INSTRUCTIONS FOR THE TASK
Below are lines of data; count those that contain "black" and give the total alone.

EXERCISE MATERIALS
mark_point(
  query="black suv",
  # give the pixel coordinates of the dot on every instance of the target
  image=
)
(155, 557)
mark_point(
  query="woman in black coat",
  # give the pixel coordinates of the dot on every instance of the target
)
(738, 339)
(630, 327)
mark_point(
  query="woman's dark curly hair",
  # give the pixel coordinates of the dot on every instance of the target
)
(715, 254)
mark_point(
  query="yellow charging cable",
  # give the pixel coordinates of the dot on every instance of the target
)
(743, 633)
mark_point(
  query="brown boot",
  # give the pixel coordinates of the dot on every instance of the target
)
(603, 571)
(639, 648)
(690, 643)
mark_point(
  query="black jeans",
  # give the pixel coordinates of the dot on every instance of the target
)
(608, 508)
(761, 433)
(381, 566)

EXERCISE RESPONSE
3